So – I was telling my husband about the day, and I told him about my rash on my chest. As I was talking to him about it, I admitted that it seemed different than my usual hives. He patiently listened. When I started describing my rash, I had a thought come to my mind Shingles.
I didn’t know anything about Shingles really – other than they were painful and that they were from the Chicken Pox Virus. But the thought Shingles was a prompting from the Spirit. I had my phone next to me, so I picked it up and googled “Shingles.” I read the symptoms, and knew – I have Shingles.
At first, I wasn’t particularly comforted, even though the prompting was a blessing and a comfort. I still wanted everything to magically disappear. (I hope that I’m not the only person on earth who wants things to magically disappear. But I’m childish sometimes). I didn’t want shingles because that meant that all of this – the pain, the rash, etc. was a real issue and wouldn’t just go away with a good night’s sleep.
I told my husband that I thought I had Shingles, and I started to cry. I didn’t want Shingles. (Funny…I already had it. It’s not something I could choose at this point!) We talked for a little while longer, and I’m so grateful that I’m married to a faithful man. His words comforted me, and then before going to bed, I asked for a blessing.
I went to the doctor, and they gave me anti-viral medication. They told me that I should take the medication, and that I would also still be in pain. (They weren’t lying). The pain got exponentially worse before it got better. I took the medication for a week, and it cleared up the rash – which meant the virus was no longer active. But, Shingles often causes a bit of nerve damage, and I had pain in my back and side for about 4 more months.
That little vindictive virus. It sits – dormant -on a nerve for decades before attacking. Oh – and typically you’re immune system has to be compromised for it to proliferate. Meaning, you have to be either elderly or really stressed out. So – this feels like you’re being kicked when you are down!
I was already stressed out. The last thing I needed was some idiotic virus attacking my nerves! But that’s the best opportunity for this virus. It attacks when you are at your edge.
I didn’t plan on writing about this, and I’m not really sure why I did. Other than I know that even while we are faithful, we will experience trial. Sometimes those trials are mental. Other times, our trials are physical. Physical trials can also become mental trials – as they are very taxing.
These trials aren’t a statement from God that we lack faith. They aren’t a statement from God that he doesn’t like us. Trials don’t come to us because Heavenly Father is ignoring us. Trial come to us because that’s life. I saw a quote recently:
Heavenly Father doesn’t promise us that He will clear our lives – free from trials and difficulties. Instead, He lets us know that He will allow us to experience trial, but we don’t need to fear. He can consecrate those afflictions for our gain.
So – when we find ourselves experiencing hardship, even when we are faithful, even when we are keeping the commandments, we can still put our trust in Him. It’s okay to identify the problem. It’s okay to accept it. It’s okay for it to be hard. It’s okay for us to plead – just as the Savior did – that our trials are lifted from us. And, like the Savior, we need to be willing to accept Heavenly Father’s will. As we do, we may not have the trial lifted, but we will be strengthened. We will weather the storm, and we may just find that the storm cleared the path for us.

* WORK TASK
Answer these questions using the text about shingles above.
(a) What did the doctor give the writer?
(b) For about how long did the writer have pain in the back and side after the rash cleared?
(c) According to the text, where does the virus sit dormant before attacking?

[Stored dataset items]
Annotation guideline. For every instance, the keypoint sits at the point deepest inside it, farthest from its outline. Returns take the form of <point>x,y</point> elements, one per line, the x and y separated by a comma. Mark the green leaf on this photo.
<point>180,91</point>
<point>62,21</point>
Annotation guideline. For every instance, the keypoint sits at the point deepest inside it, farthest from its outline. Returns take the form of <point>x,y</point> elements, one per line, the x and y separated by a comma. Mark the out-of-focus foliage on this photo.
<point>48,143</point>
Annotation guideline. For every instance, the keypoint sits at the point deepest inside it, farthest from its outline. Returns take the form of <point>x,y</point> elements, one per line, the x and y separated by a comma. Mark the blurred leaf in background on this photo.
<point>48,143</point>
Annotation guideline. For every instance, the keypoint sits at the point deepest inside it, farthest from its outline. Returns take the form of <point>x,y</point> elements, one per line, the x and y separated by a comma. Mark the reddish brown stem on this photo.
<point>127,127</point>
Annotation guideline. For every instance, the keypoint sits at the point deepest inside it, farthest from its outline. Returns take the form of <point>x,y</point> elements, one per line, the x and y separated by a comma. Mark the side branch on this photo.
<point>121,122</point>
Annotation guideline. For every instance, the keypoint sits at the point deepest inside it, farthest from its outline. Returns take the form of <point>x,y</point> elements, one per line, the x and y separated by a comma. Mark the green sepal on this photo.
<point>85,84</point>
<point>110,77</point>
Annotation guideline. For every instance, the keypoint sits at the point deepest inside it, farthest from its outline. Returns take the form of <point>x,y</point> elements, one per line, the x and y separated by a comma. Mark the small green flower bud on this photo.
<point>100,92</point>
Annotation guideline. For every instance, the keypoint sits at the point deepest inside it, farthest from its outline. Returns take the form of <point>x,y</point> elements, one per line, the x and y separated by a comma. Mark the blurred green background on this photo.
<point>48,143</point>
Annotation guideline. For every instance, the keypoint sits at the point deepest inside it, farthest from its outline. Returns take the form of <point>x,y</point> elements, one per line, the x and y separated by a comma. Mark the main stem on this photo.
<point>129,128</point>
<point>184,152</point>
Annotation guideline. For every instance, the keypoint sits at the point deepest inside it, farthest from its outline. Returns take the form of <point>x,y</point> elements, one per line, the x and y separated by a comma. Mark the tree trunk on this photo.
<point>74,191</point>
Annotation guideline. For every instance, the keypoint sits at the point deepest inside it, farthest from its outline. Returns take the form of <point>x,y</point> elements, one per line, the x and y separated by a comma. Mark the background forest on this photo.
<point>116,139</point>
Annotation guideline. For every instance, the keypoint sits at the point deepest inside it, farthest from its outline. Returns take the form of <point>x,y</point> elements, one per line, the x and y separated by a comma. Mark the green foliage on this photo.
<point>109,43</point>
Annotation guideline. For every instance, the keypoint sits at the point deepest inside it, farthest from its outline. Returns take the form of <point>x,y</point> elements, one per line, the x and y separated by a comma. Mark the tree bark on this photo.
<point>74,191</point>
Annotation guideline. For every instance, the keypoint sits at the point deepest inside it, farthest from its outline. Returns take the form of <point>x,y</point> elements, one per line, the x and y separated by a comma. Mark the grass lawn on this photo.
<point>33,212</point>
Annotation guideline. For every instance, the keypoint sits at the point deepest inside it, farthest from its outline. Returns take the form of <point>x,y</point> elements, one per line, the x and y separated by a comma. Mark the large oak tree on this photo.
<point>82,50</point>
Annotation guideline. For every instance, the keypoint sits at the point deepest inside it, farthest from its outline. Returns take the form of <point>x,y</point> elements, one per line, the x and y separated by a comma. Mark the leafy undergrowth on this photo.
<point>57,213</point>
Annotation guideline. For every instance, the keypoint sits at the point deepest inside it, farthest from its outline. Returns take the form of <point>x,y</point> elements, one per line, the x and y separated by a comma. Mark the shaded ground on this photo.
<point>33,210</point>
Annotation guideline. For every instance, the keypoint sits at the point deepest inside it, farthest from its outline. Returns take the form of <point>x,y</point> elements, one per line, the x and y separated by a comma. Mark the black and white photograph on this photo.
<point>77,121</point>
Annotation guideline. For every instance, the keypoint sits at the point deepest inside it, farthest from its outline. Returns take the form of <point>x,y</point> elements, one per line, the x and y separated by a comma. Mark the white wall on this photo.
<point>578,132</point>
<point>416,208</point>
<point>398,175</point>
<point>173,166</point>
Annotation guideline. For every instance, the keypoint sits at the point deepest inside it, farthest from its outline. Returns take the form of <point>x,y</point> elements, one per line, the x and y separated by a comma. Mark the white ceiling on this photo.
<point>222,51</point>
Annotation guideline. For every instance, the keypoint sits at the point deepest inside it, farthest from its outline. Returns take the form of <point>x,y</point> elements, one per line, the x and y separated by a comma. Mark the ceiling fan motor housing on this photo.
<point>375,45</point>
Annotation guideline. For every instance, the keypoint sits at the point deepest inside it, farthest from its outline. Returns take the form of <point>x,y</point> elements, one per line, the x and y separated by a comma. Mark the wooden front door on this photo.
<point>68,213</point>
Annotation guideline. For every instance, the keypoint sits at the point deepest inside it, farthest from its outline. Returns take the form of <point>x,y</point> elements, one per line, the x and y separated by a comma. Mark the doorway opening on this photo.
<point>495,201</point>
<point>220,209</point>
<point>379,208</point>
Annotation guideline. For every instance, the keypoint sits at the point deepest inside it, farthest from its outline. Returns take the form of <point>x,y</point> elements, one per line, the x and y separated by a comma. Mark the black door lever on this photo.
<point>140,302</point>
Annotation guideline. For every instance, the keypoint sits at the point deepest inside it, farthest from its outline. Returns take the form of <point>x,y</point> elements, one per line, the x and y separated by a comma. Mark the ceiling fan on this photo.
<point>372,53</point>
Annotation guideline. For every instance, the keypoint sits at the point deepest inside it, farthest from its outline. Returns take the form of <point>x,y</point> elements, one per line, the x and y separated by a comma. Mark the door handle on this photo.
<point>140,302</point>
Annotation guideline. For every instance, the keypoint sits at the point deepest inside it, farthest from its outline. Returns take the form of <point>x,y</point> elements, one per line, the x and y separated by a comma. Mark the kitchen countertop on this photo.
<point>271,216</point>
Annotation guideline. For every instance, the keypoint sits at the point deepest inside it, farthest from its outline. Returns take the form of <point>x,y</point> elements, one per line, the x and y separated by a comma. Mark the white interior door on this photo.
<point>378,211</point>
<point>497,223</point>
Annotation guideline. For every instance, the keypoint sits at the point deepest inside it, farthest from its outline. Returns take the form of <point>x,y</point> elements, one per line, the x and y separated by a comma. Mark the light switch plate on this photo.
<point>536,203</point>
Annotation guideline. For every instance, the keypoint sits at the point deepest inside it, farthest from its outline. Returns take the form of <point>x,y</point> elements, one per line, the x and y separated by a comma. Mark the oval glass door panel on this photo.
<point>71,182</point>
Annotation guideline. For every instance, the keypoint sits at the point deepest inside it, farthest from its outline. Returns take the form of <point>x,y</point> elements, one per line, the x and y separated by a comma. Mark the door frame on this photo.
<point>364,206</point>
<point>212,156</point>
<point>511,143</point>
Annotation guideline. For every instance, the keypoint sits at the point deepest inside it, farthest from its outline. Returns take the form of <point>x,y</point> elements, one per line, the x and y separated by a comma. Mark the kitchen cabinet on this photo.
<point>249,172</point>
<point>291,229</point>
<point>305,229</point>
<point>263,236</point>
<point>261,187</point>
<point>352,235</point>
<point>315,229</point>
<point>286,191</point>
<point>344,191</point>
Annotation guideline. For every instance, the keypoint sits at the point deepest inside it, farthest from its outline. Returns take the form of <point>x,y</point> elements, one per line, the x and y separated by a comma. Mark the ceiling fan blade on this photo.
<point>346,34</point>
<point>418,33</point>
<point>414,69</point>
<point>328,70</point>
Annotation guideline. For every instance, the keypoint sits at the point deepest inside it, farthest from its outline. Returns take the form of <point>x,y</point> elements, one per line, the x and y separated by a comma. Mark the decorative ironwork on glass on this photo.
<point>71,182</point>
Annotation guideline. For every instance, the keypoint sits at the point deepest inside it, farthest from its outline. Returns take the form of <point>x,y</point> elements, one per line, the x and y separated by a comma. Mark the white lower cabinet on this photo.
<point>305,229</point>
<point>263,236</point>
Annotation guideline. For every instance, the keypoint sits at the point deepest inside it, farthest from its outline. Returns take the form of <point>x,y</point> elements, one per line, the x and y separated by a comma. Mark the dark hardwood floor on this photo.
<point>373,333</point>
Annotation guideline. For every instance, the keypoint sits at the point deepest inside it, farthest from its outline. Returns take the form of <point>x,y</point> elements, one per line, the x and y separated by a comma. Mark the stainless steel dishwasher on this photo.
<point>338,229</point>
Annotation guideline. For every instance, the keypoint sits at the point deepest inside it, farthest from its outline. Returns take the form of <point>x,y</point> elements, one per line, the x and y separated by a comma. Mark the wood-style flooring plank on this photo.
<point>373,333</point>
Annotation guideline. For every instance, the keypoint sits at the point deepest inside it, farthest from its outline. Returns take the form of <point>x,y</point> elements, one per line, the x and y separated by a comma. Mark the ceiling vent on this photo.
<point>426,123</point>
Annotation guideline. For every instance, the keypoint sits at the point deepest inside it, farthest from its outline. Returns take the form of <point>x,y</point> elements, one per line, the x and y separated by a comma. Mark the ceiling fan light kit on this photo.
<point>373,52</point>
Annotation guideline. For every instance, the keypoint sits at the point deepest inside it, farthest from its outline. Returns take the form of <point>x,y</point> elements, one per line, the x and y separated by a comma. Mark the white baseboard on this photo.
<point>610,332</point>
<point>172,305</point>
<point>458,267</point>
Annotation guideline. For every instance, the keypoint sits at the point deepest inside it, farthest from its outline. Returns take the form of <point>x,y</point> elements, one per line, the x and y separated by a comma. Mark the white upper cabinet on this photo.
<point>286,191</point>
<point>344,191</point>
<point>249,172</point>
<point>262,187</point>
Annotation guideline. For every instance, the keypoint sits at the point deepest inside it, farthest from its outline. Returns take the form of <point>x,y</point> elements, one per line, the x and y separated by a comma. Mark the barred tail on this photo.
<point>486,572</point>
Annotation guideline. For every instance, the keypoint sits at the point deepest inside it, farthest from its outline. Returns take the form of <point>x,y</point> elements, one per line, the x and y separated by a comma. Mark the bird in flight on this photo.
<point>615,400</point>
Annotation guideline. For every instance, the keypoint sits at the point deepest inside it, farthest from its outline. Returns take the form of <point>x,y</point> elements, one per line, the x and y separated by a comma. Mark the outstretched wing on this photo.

* RESPONSE BELOW
(a) Anti-viral medication.
(b) About 4 more months.
(c) On a nerve, for decades.